**Exercise objective**
When you write out the listing, keep each word exactly as it stands but include none of its images.

**Exercise materials**
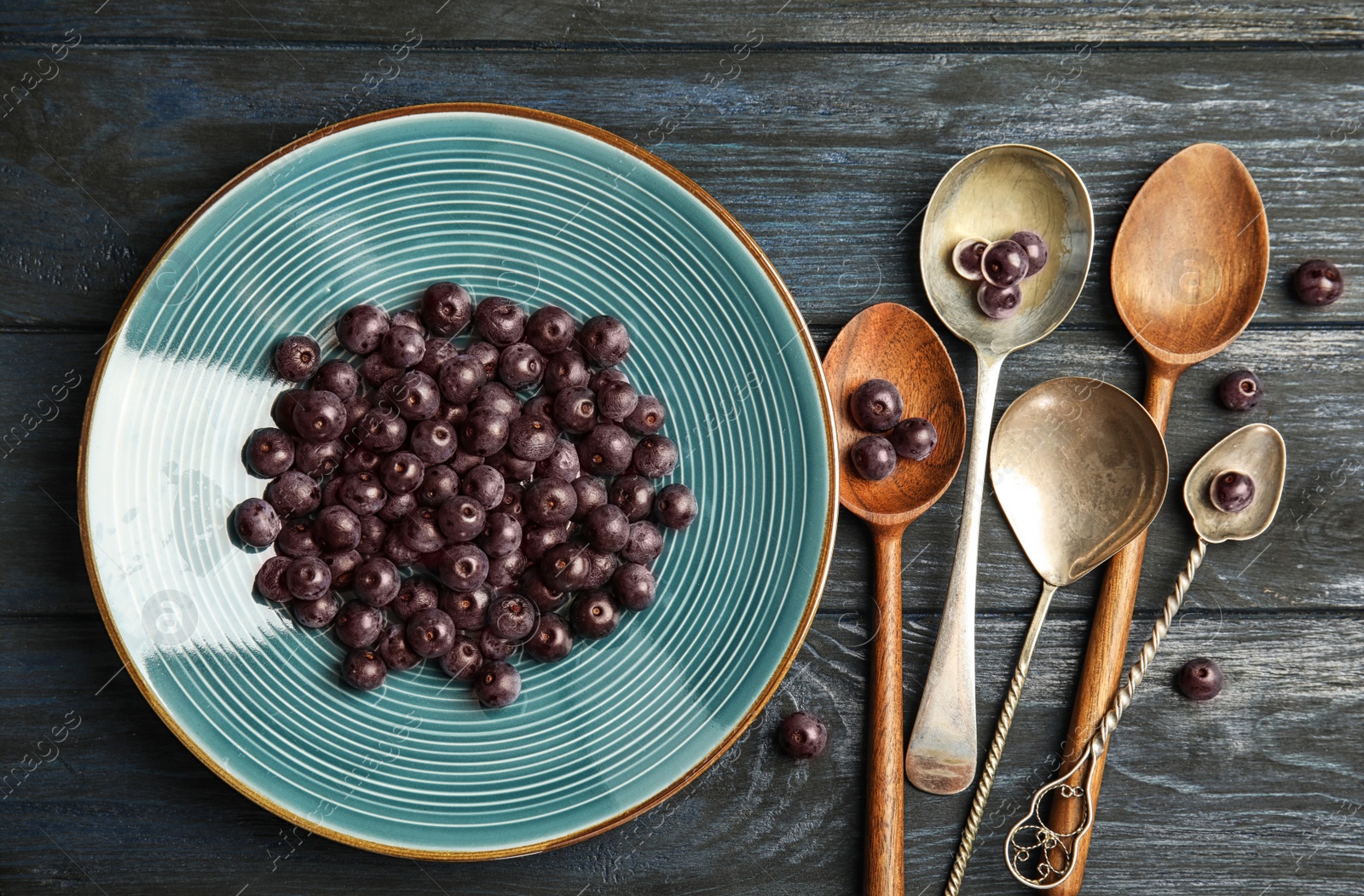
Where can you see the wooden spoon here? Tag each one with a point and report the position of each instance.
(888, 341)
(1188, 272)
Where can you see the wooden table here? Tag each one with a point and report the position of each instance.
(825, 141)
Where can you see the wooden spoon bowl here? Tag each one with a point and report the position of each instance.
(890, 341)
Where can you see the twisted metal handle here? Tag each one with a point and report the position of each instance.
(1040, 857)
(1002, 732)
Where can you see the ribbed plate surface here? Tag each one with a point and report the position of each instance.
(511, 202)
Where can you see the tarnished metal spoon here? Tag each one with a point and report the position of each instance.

**Answer box**
Where can you see the wooden spoon here? Tag each one with a point and report the position of each instance.
(888, 341)
(1188, 272)
Where can you see the wooden table here? Tag each one with a point and report the position of each instance.
(825, 141)
Where can you see the wooden spoon bowl here? Tag each one with a point and report the position of each instance.
(890, 341)
Where can you see the twisted metal handle here? Tag each one with a point and report the position of each instance.
(1040, 857)
(1002, 732)
Where can you see the ribbed plate surface here? Tag each one with a point and report the position of each instance.
(511, 202)
Where can you see the tarnished metal spoon here? Tag each one with a point and report the position of each instance.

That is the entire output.